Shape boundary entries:
** begin **
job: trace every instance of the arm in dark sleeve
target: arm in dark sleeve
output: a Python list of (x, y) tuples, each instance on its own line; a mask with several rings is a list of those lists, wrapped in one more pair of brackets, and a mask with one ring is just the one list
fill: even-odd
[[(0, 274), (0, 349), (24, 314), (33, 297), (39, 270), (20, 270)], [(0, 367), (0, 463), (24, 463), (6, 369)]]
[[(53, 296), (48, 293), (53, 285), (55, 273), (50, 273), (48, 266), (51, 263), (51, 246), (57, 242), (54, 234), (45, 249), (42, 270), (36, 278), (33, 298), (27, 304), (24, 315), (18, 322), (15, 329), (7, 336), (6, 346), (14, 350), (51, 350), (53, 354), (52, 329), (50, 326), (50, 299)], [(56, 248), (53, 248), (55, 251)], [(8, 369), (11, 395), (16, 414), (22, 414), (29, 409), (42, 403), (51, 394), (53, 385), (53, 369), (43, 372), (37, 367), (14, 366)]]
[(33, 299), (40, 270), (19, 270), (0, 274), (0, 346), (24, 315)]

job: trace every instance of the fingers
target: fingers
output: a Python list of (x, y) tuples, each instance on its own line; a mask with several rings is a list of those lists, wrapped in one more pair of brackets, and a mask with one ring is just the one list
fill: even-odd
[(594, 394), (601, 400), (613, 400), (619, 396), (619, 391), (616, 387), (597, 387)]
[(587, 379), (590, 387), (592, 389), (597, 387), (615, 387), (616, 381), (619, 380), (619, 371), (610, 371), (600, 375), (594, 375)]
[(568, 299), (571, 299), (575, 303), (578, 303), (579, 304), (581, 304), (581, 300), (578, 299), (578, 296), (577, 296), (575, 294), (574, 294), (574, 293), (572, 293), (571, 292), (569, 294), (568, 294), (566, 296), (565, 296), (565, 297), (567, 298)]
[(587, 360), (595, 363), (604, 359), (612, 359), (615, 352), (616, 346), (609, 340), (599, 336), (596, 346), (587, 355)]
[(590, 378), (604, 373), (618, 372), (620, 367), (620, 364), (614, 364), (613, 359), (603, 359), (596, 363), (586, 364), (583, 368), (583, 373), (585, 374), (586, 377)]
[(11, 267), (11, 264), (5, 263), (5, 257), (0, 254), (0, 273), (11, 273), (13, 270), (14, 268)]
** end **
§ What to work on
Put every line of the listing above into a numbered list, omitting any blank lines.

§ Reply to the task
1. job: trace every instance of the arm in dark sleeve
2. target: arm in dark sleeve
3. output: a Python list of (x, y) tuples, each instance on its own line; a mask with several rings is a list of those lists, wrapped in one more pair of brackets, and a mask with one ring is just the one list
4. fill: even-odd
5. [[(0, 274), (0, 349), (24, 314), (33, 297), (39, 270), (20, 270)], [(0, 367), (0, 463), (24, 463), (6, 369)]]
6. [[(53, 296), (48, 293), (53, 285), (55, 273), (50, 273), (48, 266), (51, 263), (51, 246), (57, 242), (54, 234), (45, 249), (42, 270), (36, 278), (33, 298), (27, 304), (24, 315), (18, 322), (15, 329), (7, 336), (6, 346), (14, 350), (51, 350), (53, 354), (52, 329), (50, 326), (50, 299)], [(56, 248), (53, 248), (55, 251)], [(8, 369), (11, 395), (16, 414), (22, 414), (29, 409), (42, 403), (51, 394), (53, 385), (53, 369), (43, 372), (37, 367), (14, 366)]]
7. [(33, 299), (40, 270), (19, 270), (0, 274), (0, 346), (24, 315)]
8. job: trace every instance of the fingers
9. target: fingers
10. output: a Python list of (x, y) tuples, each instance on its own line; a mask with several rings is a list of those lists, wrapped in one more pair of brackets, and a mask with one ring is just the one list
11. fill: even-odd
12. [(594, 394), (601, 400), (613, 400), (619, 396), (619, 391), (616, 387), (597, 387)]
13. [(587, 379), (590, 387), (592, 389), (597, 387), (615, 387), (616, 381), (619, 380), (619, 371), (610, 371), (600, 375), (594, 375)]
14. [(568, 299), (571, 299), (575, 303), (578, 303), (579, 304), (581, 304), (581, 300), (578, 299), (578, 296), (577, 296), (575, 294), (574, 294), (574, 293), (572, 293), (571, 292), (569, 294), (568, 294), (566, 296), (565, 296), (565, 297), (567, 298)]
15. [(587, 360), (595, 363), (604, 359), (612, 359), (615, 352), (616, 346), (609, 340), (599, 336), (596, 346), (587, 355)]
16. [(590, 378), (604, 373), (618, 372), (620, 367), (620, 364), (614, 364), (613, 359), (603, 359), (596, 363), (586, 364), (583, 368), (583, 373), (585, 374), (586, 377)]
17. [(11, 267), (11, 264), (5, 263), (5, 257), (0, 254), (0, 273), (11, 273), (13, 270), (14, 268)]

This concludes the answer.